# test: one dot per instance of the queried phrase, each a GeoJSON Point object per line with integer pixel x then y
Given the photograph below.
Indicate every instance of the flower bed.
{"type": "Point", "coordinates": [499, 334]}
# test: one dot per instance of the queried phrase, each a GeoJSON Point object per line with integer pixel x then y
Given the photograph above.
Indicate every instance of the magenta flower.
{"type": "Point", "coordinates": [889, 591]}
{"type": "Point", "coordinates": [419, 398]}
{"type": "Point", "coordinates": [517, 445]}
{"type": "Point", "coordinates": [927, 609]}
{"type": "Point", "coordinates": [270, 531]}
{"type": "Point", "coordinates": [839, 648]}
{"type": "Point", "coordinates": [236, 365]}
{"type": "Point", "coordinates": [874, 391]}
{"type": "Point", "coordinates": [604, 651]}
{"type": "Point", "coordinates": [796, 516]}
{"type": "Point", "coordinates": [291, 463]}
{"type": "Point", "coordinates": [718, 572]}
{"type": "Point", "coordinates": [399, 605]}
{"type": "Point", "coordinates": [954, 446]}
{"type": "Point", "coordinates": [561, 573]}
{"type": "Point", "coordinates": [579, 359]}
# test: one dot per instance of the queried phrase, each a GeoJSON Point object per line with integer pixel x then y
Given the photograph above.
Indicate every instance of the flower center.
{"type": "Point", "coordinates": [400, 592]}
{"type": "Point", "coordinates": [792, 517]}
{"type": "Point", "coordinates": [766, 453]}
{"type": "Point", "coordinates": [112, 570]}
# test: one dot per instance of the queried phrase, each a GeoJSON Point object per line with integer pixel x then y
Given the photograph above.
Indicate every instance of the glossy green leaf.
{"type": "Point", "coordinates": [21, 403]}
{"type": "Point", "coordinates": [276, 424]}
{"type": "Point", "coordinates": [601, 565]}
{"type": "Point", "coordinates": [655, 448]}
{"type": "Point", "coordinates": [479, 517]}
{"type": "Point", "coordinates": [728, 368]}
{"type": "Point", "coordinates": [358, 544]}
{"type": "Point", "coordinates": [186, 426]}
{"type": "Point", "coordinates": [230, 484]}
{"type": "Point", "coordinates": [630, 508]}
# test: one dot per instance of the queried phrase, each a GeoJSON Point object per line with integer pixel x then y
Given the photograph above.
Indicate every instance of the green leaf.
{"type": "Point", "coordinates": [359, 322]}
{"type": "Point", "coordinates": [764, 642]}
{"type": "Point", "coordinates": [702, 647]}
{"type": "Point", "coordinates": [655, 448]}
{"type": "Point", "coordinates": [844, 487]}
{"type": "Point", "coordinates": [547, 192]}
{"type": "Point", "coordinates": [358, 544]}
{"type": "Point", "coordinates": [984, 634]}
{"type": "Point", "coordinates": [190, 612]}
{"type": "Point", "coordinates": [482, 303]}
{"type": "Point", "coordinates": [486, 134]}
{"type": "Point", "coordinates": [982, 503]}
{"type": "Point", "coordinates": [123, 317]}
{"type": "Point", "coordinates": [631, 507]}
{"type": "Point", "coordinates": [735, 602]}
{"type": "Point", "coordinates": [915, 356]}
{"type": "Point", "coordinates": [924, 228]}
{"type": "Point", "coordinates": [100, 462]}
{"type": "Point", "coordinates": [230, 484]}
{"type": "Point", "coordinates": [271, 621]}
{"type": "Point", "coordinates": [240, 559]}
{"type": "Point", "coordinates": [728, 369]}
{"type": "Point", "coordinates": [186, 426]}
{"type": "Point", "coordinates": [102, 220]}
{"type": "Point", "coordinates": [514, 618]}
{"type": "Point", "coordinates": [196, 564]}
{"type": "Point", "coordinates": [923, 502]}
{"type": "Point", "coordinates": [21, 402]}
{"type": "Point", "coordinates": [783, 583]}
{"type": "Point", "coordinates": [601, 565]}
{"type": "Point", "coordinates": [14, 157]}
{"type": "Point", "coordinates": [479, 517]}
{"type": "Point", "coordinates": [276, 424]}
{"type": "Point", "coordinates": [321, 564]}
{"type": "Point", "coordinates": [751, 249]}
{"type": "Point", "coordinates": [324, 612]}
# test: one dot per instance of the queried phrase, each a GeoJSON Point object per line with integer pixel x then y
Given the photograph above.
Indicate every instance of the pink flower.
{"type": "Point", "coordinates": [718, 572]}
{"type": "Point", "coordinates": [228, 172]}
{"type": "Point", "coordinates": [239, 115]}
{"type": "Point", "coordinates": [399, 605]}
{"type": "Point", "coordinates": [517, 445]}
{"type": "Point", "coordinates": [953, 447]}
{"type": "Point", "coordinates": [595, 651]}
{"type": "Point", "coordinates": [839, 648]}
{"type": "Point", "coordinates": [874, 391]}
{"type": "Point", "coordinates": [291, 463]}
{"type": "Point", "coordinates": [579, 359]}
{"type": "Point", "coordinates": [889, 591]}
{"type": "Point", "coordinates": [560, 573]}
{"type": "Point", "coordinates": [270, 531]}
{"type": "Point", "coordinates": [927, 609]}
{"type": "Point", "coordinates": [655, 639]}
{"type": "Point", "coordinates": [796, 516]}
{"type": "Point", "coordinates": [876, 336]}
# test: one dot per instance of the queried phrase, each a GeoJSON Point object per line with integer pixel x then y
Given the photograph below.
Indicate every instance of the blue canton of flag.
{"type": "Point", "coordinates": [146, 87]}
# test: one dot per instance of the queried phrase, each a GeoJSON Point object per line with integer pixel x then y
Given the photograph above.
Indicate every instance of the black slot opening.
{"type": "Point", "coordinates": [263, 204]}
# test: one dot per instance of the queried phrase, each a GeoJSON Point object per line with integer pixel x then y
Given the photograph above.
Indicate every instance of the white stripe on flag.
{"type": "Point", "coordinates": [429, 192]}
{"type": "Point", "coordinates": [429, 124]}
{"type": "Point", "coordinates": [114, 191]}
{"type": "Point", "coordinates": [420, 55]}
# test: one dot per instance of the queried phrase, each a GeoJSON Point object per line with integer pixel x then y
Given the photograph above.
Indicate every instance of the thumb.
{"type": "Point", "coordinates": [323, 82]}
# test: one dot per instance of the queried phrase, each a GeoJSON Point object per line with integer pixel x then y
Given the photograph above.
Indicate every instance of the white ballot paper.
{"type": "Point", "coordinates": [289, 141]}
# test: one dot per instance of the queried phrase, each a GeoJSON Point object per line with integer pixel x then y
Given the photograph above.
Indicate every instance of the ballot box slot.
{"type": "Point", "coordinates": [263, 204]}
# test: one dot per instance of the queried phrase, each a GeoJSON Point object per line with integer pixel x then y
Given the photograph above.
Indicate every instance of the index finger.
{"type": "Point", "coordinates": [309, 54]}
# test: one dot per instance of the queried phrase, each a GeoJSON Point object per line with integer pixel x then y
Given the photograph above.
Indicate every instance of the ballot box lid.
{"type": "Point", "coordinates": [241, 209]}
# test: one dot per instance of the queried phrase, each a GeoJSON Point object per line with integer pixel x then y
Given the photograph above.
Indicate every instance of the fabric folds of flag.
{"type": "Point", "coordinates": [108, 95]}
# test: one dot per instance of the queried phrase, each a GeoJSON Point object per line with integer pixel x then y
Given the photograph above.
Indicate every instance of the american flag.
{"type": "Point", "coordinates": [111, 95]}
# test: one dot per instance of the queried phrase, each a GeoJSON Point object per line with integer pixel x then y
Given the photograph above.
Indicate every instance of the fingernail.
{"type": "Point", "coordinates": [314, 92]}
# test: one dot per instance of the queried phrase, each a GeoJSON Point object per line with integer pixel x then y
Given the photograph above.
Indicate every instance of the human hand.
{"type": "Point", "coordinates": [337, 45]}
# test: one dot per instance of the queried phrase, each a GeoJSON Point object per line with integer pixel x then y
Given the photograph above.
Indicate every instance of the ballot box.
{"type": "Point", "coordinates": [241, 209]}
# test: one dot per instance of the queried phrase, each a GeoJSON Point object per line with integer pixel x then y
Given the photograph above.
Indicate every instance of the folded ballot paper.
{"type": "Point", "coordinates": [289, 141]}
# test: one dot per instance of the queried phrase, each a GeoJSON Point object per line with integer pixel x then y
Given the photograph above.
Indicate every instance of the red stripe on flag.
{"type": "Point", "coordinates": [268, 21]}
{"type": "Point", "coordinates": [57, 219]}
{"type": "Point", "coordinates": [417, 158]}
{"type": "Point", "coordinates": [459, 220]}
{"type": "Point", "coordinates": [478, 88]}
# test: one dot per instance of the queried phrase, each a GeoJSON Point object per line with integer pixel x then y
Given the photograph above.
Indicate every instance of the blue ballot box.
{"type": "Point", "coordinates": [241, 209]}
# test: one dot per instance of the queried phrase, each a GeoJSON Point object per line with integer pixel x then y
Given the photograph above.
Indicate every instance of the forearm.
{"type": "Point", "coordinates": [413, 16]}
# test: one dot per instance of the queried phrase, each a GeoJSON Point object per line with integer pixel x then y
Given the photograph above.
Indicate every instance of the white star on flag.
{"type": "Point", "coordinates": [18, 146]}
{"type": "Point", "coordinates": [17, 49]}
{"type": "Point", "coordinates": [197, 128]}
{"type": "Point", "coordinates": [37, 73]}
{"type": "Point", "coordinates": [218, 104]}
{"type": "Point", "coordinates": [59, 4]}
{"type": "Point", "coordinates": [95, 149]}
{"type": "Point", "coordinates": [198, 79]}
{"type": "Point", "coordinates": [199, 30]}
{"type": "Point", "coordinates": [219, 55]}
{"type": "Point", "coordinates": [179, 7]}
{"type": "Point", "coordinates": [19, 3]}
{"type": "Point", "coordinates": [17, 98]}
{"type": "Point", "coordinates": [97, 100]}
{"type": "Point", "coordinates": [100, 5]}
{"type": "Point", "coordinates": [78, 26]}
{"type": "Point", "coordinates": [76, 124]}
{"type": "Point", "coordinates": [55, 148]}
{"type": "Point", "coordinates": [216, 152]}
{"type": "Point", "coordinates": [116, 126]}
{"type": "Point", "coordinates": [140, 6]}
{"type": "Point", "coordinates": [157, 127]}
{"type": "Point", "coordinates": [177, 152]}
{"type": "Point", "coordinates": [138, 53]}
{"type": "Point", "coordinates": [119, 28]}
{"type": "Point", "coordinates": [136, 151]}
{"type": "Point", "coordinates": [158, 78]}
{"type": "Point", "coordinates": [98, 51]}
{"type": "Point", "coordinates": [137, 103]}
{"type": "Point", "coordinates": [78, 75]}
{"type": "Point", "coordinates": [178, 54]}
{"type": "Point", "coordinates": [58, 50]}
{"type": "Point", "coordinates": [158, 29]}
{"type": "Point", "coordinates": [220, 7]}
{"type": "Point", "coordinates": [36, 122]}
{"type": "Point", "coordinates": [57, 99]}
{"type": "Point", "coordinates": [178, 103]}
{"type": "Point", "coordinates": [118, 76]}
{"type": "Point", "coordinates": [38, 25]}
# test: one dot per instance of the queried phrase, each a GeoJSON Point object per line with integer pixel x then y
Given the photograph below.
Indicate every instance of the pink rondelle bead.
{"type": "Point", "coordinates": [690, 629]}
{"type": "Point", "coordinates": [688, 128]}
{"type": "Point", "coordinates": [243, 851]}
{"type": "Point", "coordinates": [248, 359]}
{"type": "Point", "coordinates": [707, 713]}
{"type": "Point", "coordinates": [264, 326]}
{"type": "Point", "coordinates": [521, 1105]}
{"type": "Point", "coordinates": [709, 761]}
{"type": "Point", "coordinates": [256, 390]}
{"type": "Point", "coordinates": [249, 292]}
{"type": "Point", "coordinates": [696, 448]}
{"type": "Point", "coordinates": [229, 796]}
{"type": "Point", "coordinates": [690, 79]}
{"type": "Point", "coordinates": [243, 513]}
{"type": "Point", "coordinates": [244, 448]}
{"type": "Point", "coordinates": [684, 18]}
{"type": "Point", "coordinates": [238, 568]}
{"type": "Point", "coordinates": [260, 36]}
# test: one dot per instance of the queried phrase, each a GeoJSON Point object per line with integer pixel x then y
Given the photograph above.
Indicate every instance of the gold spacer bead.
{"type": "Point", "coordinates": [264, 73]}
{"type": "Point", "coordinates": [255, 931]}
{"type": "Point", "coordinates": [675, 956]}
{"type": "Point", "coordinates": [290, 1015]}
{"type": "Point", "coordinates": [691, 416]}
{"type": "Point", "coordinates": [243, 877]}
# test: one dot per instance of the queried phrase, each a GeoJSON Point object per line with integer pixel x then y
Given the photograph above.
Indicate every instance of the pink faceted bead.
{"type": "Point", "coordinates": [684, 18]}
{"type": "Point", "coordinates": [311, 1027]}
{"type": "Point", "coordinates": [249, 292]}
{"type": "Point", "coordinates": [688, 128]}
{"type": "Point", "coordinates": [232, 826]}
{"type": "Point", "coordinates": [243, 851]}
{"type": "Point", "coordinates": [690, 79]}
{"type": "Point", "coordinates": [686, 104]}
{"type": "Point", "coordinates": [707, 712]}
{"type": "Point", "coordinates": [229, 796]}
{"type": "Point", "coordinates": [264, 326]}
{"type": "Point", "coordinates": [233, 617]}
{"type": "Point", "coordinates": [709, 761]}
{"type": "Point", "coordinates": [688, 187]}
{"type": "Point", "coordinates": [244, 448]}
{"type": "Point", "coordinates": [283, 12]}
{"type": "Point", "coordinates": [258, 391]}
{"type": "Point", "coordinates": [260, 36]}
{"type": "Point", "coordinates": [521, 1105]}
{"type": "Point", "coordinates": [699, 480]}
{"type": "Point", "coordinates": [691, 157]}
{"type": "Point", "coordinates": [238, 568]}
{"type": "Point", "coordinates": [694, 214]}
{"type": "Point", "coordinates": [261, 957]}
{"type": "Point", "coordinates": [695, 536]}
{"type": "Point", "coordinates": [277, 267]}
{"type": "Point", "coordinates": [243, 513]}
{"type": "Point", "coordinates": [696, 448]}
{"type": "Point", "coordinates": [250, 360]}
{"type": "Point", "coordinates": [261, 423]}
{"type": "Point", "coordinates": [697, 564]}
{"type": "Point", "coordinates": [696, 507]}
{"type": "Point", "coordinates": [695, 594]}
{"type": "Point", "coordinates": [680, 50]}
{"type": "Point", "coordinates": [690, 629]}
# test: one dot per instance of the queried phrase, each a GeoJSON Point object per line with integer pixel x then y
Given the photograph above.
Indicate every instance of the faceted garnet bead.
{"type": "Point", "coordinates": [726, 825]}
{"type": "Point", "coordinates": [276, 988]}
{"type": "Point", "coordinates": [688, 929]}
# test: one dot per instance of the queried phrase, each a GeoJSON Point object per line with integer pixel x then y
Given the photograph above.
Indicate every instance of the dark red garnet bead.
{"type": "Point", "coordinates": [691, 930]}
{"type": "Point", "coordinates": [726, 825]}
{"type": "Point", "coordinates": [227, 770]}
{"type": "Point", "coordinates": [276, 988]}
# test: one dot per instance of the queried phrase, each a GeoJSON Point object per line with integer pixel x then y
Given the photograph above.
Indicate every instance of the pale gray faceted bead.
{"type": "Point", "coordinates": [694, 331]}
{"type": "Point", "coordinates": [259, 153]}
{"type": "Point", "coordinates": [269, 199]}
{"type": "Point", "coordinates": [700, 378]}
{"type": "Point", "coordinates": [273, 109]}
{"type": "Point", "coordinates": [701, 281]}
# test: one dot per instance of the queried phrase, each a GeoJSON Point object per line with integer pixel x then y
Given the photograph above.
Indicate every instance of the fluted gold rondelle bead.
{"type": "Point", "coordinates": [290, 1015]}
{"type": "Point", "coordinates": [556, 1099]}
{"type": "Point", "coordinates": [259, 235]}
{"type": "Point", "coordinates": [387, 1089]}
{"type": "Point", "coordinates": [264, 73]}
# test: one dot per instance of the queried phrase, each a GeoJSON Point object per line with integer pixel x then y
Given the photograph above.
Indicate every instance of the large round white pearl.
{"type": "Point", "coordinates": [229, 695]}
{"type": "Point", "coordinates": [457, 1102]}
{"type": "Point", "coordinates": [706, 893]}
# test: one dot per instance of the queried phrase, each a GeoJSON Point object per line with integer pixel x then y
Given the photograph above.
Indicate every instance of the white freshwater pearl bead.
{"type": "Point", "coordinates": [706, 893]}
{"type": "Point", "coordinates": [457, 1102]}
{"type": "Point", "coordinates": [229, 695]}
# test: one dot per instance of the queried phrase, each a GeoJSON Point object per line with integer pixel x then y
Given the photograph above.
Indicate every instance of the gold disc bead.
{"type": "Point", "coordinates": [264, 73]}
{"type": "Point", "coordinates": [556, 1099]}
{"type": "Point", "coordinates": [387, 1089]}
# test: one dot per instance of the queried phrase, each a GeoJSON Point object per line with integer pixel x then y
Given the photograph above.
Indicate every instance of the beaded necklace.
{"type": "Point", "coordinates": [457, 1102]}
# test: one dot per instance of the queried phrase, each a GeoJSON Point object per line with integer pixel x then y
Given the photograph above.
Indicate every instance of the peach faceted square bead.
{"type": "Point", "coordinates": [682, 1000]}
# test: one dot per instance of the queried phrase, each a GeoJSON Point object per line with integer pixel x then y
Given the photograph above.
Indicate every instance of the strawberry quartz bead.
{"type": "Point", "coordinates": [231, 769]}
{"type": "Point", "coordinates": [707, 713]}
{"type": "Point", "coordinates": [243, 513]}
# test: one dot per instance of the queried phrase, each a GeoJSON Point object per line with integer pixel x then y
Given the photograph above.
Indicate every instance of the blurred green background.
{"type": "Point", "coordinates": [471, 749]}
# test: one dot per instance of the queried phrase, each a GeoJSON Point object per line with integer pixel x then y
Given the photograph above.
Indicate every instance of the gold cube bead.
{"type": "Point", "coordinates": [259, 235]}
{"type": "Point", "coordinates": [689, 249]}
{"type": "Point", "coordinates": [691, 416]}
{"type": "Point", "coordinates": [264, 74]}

> **WHAT IS NEEDED**
Return each line of the records above that contains the string "pink", copying every such line unchanged.

> **REPLY**
Indicate every instance of the pink flower.
Indicate every instance of the pink rondelle bead.
Indicate every instance of the pink faceted bead.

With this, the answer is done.